═══ Stored rows

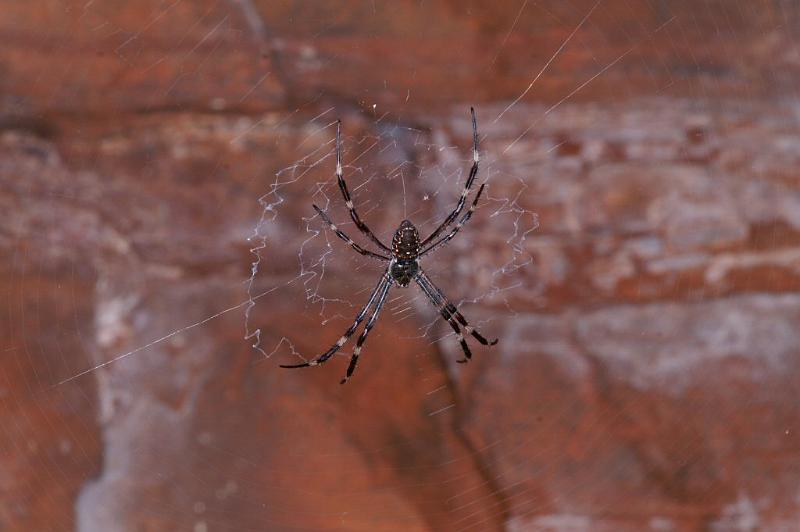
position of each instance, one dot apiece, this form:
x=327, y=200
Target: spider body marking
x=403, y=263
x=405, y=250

══════
═══ Stored rows

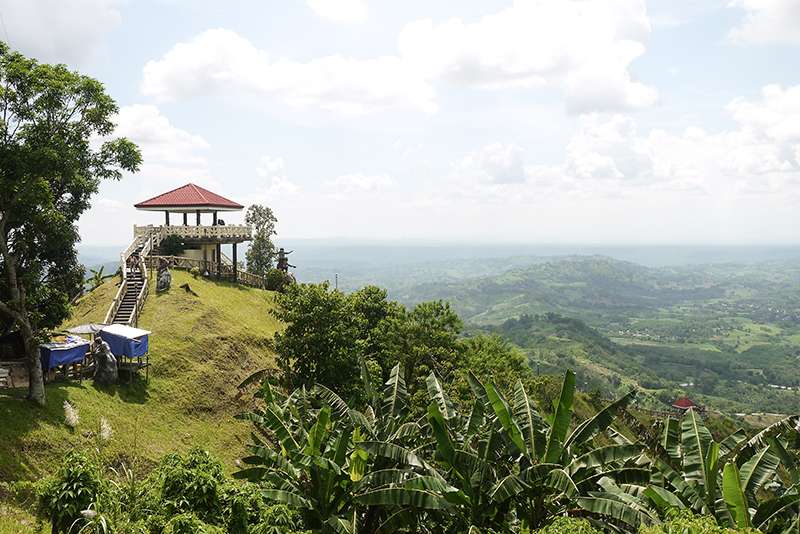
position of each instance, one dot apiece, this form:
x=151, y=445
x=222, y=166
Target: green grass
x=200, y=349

══════
═══ Stored rows

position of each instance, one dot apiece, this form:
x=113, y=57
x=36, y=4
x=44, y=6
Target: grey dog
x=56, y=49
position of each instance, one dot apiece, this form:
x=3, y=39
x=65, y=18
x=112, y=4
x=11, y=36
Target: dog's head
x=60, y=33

══════

Identify each line above that contains the word "Target" and reproduce every such line in full.

Target: spider body marking
Target: green grass
Target: grey dog
Target: dog's head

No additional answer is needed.